(Photo-based referring expression data)

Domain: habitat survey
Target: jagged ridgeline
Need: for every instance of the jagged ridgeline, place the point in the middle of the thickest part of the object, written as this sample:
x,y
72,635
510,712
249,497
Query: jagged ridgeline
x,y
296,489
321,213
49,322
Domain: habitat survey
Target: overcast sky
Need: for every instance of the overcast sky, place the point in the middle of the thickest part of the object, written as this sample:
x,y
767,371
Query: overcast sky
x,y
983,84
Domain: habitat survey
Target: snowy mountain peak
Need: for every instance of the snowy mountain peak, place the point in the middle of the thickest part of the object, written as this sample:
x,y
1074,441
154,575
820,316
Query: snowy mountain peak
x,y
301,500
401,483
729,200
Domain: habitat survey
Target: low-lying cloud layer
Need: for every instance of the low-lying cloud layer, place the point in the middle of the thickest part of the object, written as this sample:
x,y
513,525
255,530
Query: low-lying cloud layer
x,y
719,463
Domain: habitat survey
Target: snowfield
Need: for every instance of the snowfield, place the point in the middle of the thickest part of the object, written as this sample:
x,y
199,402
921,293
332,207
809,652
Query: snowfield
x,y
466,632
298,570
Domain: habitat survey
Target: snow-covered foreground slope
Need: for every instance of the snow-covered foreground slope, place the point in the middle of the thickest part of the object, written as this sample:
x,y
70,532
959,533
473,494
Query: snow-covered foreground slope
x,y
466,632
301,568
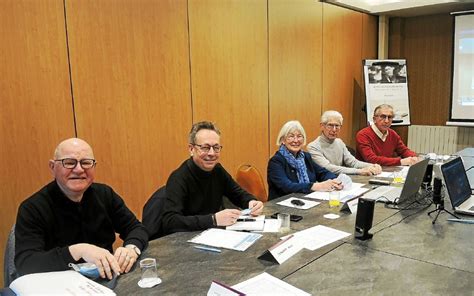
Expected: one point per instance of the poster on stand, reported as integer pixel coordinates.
(386, 83)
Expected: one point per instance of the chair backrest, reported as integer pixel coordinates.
(250, 179)
(153, 213)
(9, 270)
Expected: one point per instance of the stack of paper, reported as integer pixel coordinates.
(228, 239)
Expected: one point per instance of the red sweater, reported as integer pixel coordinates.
(371, 148)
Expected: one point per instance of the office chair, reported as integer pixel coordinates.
(250, 179)
(153, 214)
(9, 270)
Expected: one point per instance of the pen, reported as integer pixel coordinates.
(246, 220)
(210, 249)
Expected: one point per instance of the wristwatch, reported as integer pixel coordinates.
(135, 249)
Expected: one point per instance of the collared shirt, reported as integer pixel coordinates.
(383, 137)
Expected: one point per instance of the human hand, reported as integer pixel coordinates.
(102, 258)
(125, 257)
(328, 185)
(227, 217)
(256, 207)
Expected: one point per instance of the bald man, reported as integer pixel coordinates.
(73, 220)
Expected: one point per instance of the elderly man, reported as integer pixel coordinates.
(380, 144)
(194, 191)
(73, 220)
(330, 152)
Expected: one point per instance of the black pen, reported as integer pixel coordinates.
(246, 220)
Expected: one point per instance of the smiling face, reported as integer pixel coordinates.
(383, 119)
(75, 181)
(331, 128)
(205, 139)
(294, 141)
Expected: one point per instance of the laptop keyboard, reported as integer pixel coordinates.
(388, 192)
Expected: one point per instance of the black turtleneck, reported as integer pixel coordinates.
(194, 195)
(48, 223)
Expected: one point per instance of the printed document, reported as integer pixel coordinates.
(228, 239)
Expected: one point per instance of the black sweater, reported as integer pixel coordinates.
(48, 223)
(194, 195)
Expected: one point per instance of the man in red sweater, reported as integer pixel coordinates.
(378, 143)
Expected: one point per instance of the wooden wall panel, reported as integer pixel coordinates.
(295, 65)
(36, 107)
(342, 64)
(229, 72)
(426, 43)
(130, 73)
(369, 51)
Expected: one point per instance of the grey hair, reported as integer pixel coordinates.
(383, 106)
(331, 114)
(199, 126)
(290, 126)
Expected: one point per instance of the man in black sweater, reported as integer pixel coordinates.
(73, 220)
(195, 190)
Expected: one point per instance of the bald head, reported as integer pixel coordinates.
(71, 167)
(73, 144)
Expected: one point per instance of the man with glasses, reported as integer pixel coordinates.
(195, 191)
(380, 144)
(73, 220)
(330, 152)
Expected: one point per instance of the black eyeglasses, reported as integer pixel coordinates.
(207, 148)
(383, 116)
(70, 163)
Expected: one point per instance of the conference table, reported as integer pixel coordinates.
(408, 254)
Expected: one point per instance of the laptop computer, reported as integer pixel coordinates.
(403, 194)
(458, 187)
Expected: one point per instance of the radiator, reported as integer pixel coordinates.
(439, 139)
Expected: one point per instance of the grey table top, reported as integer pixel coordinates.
(412, 243)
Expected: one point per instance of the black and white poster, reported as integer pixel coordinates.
(386, 83)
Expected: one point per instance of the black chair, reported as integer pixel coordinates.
(9, 270)
(153, 214)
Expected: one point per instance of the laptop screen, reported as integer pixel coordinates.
(456, 181)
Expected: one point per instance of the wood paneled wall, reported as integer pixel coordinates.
(35, 101)
(426, 43)
(229, 74)
(295, 66)
(130, 72)
(130, 77)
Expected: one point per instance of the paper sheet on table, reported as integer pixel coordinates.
(307, 203)
(271, 225)
(229, 239)
(324, 195)
(257, 225)
(266, 284)
(318, 236)
(67, 282)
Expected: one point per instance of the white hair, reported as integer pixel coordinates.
(290, 126)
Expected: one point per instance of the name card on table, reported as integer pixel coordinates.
(282, 251)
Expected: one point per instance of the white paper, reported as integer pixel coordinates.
(319, 236)
(228, 239)
(271, 225)
(67, 282)
(343, 194)
(307, 203)
(266, 284)
(257, 225)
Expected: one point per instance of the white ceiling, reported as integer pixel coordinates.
(406, 8)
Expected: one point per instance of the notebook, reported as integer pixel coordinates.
(458, 187)
(403, 194)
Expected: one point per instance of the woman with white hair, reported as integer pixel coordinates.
(330, 152)
(292, 170)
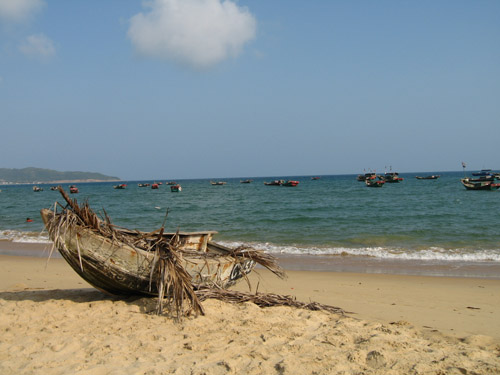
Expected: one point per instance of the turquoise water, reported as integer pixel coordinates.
(412, 220)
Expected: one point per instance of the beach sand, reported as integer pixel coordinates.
(53, 322)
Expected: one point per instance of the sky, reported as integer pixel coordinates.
(209, 88)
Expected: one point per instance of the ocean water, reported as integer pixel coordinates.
(415, 220)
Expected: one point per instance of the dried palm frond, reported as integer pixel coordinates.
(263, 299)
(266, 260)
(173, 281)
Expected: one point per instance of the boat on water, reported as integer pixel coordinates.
(275, 183)
(431, 177)
(125, 262)
(176, 188)
(374, 183)
(481, 183)
(391, 177)
(290, 183)
(483, 172)
(367, 176)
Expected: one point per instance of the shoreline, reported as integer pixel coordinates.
(382, 297)
(324, 263)
(53, 322)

Assignment:
All lines from the one that contains "Expected: one point per instance of the dried" to the end of the records above are to be copied exactly; leave out the rest.

Exercise solution:
Expected: one point per instance of the dried palm frond, reported as integer pixel coordinates.
(263, 299)
(266, 260)
(173, 281)
Expected: one point per instance of the boat on water, reported as integer pixel coordinates.
(275, 183)
(431, 177)
(125, 262)
(176, 188)
(374, 183)
(481, 183)
(391, 177)
(290, 183)
(483, 172)
(367, 176)
Expected: one point per instance of the shoreline, reported as integer pixel coordinates.
(382, 297)
(324, 263)
(53, 322)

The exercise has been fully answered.